Please format the records from the line containing "Scan the image for the green foliage" through the line containing "[42,177,87,207]", both included, as a two-column CSV with the header entry_text,answer. Give one row per record, with its text and its answer each in a single quoted field and every line break replaced by a space.

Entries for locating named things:
start
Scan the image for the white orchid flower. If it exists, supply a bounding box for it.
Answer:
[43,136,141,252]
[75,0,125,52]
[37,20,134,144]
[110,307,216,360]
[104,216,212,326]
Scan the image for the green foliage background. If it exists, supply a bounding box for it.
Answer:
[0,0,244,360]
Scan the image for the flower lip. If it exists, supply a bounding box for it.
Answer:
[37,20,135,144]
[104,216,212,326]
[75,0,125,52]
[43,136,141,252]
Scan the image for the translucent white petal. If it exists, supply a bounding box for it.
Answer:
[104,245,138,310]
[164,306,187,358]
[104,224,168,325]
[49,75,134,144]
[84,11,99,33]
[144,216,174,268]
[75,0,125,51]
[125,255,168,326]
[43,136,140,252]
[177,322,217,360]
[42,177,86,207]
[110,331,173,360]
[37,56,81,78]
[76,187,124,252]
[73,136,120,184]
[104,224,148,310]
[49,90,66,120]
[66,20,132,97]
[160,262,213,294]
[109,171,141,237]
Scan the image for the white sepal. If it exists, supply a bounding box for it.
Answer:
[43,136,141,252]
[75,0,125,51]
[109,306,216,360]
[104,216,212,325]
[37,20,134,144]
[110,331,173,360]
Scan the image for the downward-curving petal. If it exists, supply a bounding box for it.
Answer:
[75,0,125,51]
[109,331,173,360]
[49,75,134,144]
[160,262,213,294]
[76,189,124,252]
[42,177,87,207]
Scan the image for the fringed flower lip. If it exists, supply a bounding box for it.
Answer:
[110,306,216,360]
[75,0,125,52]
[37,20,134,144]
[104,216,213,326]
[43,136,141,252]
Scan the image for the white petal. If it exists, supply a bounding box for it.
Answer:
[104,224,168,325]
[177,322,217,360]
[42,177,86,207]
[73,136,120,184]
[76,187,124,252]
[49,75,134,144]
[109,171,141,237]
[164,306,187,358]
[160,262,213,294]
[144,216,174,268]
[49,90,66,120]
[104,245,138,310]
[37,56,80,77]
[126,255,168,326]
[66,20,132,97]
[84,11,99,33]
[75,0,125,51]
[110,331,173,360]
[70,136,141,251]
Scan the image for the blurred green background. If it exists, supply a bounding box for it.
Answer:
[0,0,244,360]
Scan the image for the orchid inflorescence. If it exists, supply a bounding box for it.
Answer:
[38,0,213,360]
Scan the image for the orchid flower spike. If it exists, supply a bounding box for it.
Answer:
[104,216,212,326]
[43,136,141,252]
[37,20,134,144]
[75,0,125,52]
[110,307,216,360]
end
start
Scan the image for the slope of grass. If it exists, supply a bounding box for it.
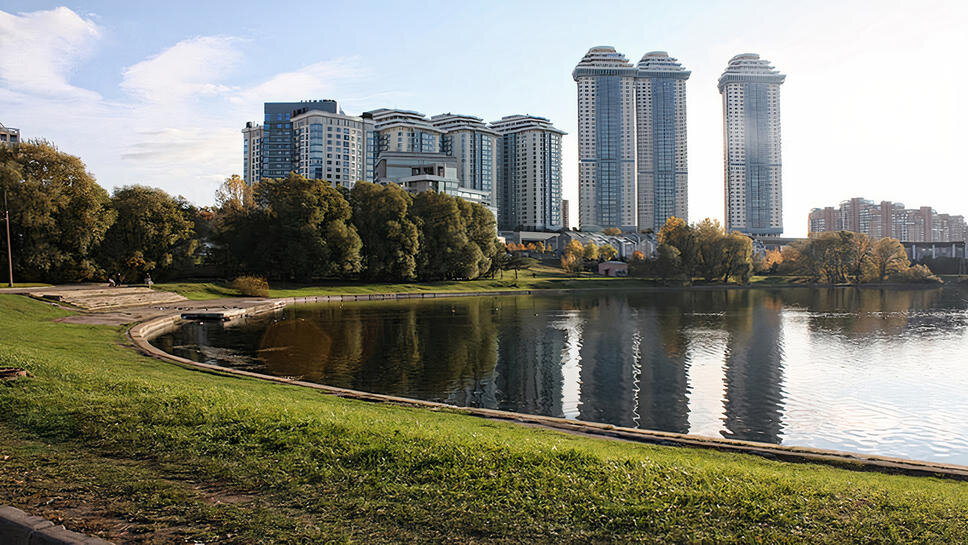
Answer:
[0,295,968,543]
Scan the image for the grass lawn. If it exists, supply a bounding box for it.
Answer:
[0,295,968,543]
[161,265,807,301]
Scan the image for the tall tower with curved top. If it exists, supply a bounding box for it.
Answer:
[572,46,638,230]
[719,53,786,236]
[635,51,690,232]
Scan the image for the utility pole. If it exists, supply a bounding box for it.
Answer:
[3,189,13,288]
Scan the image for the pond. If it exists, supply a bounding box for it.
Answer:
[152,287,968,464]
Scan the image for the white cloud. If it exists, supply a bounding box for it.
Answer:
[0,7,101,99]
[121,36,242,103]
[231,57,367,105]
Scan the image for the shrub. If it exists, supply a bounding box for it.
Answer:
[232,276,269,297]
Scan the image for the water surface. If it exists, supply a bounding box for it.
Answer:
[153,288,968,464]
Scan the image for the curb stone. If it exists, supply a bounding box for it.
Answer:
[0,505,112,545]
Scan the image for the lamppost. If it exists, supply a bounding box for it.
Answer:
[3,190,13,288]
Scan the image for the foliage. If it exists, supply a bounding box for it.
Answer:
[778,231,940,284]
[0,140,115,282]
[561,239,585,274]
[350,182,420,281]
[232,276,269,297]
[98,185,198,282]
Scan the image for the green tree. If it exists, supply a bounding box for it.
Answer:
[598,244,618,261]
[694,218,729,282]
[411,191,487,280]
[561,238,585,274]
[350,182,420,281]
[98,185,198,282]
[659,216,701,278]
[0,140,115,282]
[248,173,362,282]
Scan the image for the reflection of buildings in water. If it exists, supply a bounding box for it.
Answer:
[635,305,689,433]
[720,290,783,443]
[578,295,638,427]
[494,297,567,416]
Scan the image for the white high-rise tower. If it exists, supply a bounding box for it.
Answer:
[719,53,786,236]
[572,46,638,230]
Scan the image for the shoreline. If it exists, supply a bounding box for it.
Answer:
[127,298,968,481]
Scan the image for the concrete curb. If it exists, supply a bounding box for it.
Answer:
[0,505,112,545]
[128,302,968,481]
end
start
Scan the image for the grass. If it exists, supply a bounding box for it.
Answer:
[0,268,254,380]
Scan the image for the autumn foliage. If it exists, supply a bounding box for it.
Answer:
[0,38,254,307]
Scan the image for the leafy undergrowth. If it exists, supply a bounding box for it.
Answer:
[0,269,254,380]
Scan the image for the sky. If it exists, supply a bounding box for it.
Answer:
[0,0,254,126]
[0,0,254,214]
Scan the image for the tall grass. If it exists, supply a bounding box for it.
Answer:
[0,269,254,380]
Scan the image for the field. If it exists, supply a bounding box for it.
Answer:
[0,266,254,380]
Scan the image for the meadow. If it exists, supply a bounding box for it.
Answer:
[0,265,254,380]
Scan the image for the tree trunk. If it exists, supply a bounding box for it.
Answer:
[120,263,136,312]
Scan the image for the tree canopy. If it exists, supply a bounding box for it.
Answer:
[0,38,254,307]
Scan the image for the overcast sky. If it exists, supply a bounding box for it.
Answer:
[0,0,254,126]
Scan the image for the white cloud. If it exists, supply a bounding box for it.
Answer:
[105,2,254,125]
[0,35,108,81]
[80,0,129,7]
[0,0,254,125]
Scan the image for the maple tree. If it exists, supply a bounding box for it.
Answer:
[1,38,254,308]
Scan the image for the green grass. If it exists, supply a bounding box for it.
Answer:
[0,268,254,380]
end
Answer for this exercise:
entry_text,answer
"Scan the image for the green foliage background. If it exists, supply a bounding box for it. Answer:","[0,0,244,360]"
"Scan the image for the flower lip. If it exists, supply a bounding box for it. Answer:","[37,20,135,144] [104,216,212,326] [75,0,125,52] [43,136,141,252]"
"Scan the image for the translucent white petal. If it exists, supply a bounding box for it. Answer:","[104,245,138,310] [164,306,187,358] [104,224,168,325] [49,75,134,144] [84,11,99,33] [144,216,174,268] [75,0,125,51] [125,255,168,326] [43,136,140,252] [177,322,217,360] [42,177,86,207] [110,331,173,360] [37,56,81,78] [76,187,124,252] [73,136,120,184] [104,224,148,310] [49,90,66,120] [66,20,132,97] [160,262,213,294] [109,171,141,237]"
"Scan the image for the white sepal. If it exists, supply a bounding box for it. Answer:","[43,136,141,252] [75,0,125,51] [109,306,216,360] [104,216,212,325] [37,20,134,144] [110,331,173,360]"
"Scan the image for the downward-curving petal. If it exists, supply a bounding box for it. Answer:","[75,0,125,51] [109,331,173,360] [49,75,134,144] [160,262,213,294] [76,189,124,252] [42,177,87,207]"